記述課題 1
一覧の冒頭から"[[82, 25], [182, 76], [320, 220]]"を含む行まで(両端を含む)を、1件につき1行の2列CSVに変換してください。列名はqueryとresultとし、本文とその答えをそれぞれ引用符で囲んだ1つのフィールドに入れ、改行は空白に置き換えること。

----- 提示文 -----

三洋電機の洗濯乾燥機から出火 設計ミスか朝日新聞

 三洋電機は26日、02年から04年に販売した洗濯乾燥機が出火する事例が7件あったと発表した。問題のある製品は16万4000台で、設計ミスの疑いもある。同社は04年9月に不具合を発表、修理を進めていたが、05年4月に甲府市で修理済みの製品から出火し、1人がやけどを負う火災が発生。同社は事実を公表していなかったが、昨年末に経済産業省の指導を受け、修理済みを含め全対象機種を無料修理すると発表した。同省は「修理が終わるまで乾燥機能を使用しないように」と呼びかけている。

発火する恐れがある4機種のうちの2機種。約10万台販売したAWD—A845Z(左)と、約5万7千台販売したAWD—B860Z

 問題の機種は、乾燥とスチーム洗浄機能を使う際、配線とヒーターの制御回路の接合部分(2カ所)が過熱、回路を覆う可燃性の樹脂でできたカバーに引火する恐れがある。

 無料修理では2本の配線を取り換え、樹脂製のカバーを不燃性のものに交換すべきだったが、甲府市の火災では修理の際に接合部の1カ所を修理せず、カバーも交換していなかった。昨年2月以降、未修理の3機から発火している。

 カバーに可燃性樹脂を使っていたことについて、大阪市内で記者会見した有馬秀俊取締役は「設計上安全に関する考え方が甘く、事前の検証も不足していた」として、事実上の設計ミスを認めた。

----- 提供データ -----

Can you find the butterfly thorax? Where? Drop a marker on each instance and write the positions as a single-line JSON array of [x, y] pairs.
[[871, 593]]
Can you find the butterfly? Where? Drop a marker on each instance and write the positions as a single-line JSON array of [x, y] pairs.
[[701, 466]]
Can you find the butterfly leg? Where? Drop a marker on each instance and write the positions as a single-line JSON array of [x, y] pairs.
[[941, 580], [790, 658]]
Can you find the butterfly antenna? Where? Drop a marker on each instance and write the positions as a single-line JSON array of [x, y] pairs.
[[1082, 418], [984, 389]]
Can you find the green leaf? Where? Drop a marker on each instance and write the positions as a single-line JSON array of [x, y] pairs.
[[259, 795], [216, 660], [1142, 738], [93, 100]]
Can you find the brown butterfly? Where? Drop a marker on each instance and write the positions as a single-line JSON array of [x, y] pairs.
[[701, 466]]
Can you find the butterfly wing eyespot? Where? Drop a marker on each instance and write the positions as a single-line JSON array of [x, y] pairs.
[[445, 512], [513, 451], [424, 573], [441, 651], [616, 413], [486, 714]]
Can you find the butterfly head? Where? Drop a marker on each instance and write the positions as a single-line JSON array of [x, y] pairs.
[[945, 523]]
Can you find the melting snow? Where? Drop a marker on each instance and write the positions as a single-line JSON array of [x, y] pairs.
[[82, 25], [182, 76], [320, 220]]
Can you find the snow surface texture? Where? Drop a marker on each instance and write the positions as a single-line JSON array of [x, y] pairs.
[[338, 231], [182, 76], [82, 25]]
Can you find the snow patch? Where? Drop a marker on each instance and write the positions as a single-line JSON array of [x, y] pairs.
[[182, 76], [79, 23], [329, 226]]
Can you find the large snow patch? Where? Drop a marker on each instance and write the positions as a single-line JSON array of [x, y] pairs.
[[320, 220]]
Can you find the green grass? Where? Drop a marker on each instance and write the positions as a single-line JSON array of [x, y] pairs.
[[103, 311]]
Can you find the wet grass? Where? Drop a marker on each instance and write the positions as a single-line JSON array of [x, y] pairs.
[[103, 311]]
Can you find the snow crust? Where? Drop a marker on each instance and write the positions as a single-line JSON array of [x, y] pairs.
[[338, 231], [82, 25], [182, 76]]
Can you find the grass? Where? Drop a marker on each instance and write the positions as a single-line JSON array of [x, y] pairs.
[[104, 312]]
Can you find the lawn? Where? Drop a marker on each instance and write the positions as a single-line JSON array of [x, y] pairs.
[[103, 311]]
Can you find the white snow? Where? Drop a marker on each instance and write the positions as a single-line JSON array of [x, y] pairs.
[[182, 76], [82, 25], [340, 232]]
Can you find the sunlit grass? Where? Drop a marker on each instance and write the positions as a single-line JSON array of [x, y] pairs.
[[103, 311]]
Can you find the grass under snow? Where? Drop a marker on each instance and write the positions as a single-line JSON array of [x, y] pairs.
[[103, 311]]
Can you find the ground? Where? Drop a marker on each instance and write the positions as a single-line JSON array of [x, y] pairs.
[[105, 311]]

-----

記述課題 2
提示文によると、問題のある製品は何台か。

課題の結果 1
query,result
"Can you find the butterfly thorax? Where? Drop a marker on each instance and write the positions as a single-line JSON array of [x, y] pairs.","[[871, 593]]"
"Can you find the butterfly? Where? Drop a marker on each instance and write the positions as a single-line JSON array of [x, y] pairs.","[[701, 466]]"
"Can you find the butterfly leg? Where? Drop a marker on each instance and write the positions as a single-line JSON array of [x, y] pairs.","[[941, 580], [790, 658]]"
"Can you find the butterfly antenna? Where? Drop a marker on each instance and write the positions as a single-line JSON array of [x, y] pairs.","[[1082, 418], [984, 389]]"
"Can you find the green leaf? Where? Drop a marker on each instance and write the positions as a single-line JSON array of [x, y] pairs.","[[259, 795], [216, 660], [1142, 738], [93, 100]]"
"Can you find the brown butterfly? Where? Drop a marker on each instance and write the positions as a single-line JSON array of [x, y] pairs.","[[701, 466]]"
"Can you find the butterfly wing eyespot? Where? Drop a marker on each instance and write the positions as a single-line JSON array of [x, y] pairs.","[[445, 512], [513, 451], [424, 573], [441, 651], [616, 413], [486, 714]]"
"Can you find the butterfly head? Where? Drop a marker on each instance and write the positions as a single-line JSON array of [x, y] pairs.","[[945, 523]]"
"Can you find the melting snow? Where? Drop a marker on each instance and write the positions as a single-line JSON array of [x, y] pairs.","[[82, 25], [182, 76], [320, 220]]"

課題の結果 2
16万4000台。